▶ **RECORDS**:
____
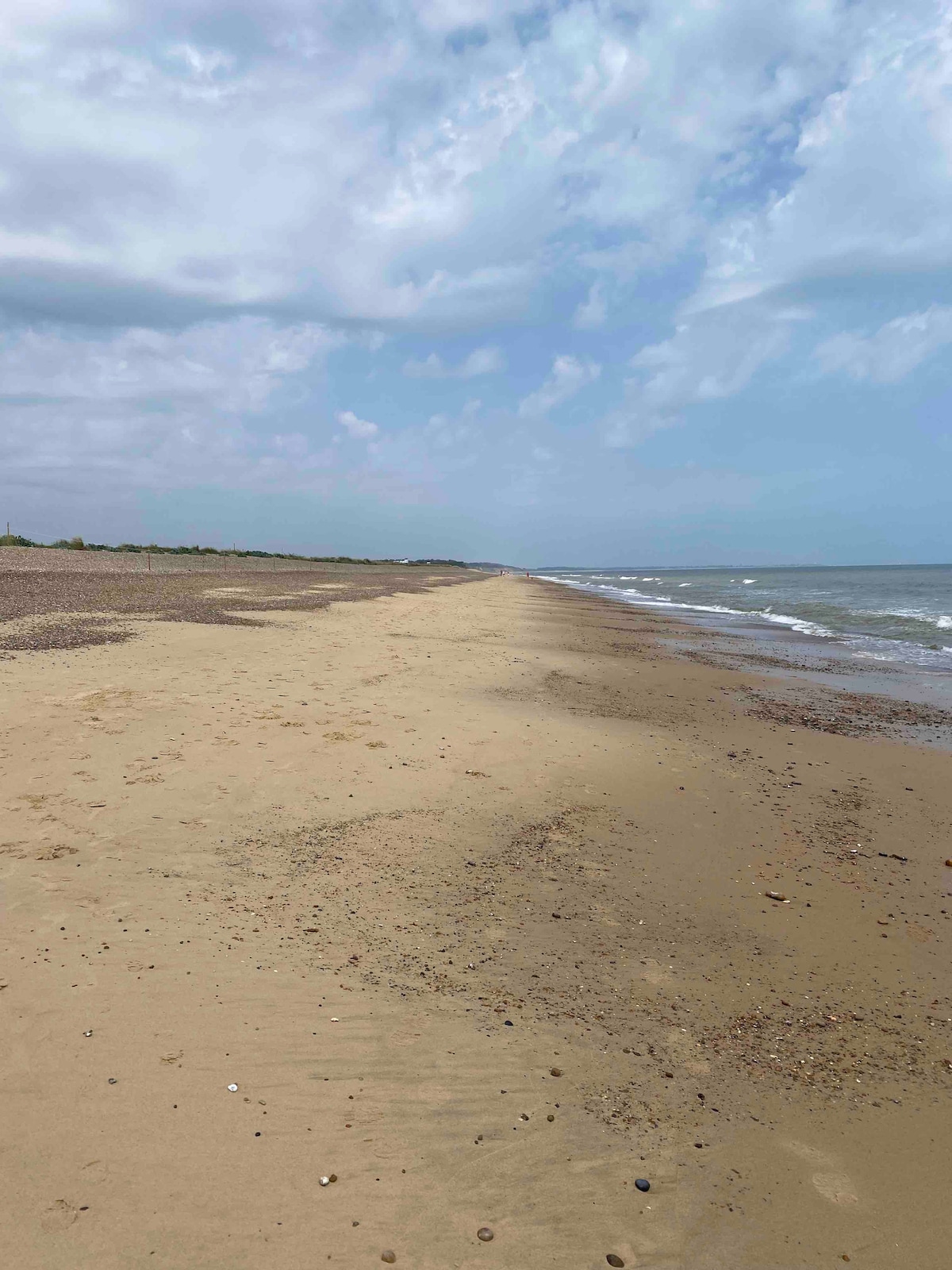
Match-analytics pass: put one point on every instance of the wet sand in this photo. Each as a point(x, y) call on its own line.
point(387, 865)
____
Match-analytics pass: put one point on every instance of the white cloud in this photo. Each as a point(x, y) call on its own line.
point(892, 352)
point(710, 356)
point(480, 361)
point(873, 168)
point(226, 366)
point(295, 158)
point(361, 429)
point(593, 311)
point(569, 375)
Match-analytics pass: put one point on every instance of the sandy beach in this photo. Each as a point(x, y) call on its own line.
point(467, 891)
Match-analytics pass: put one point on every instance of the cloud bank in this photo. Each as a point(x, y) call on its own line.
____
▶ **WORK REQUEST**:
Extract exactly and only the lines above from the line containing "of the sandy" through the line containing "of the cloud", both end lines included.

▶ **REPLY**:
Match-analytics pass: put one point on every instance of the sandy beach in this photo. Each as a point(x, y) call on its own line.
point(467, 891)
Match-analytics pass: put one point on every instance of the cloud bank in this photo. Each as a point(x, y) call on its own line.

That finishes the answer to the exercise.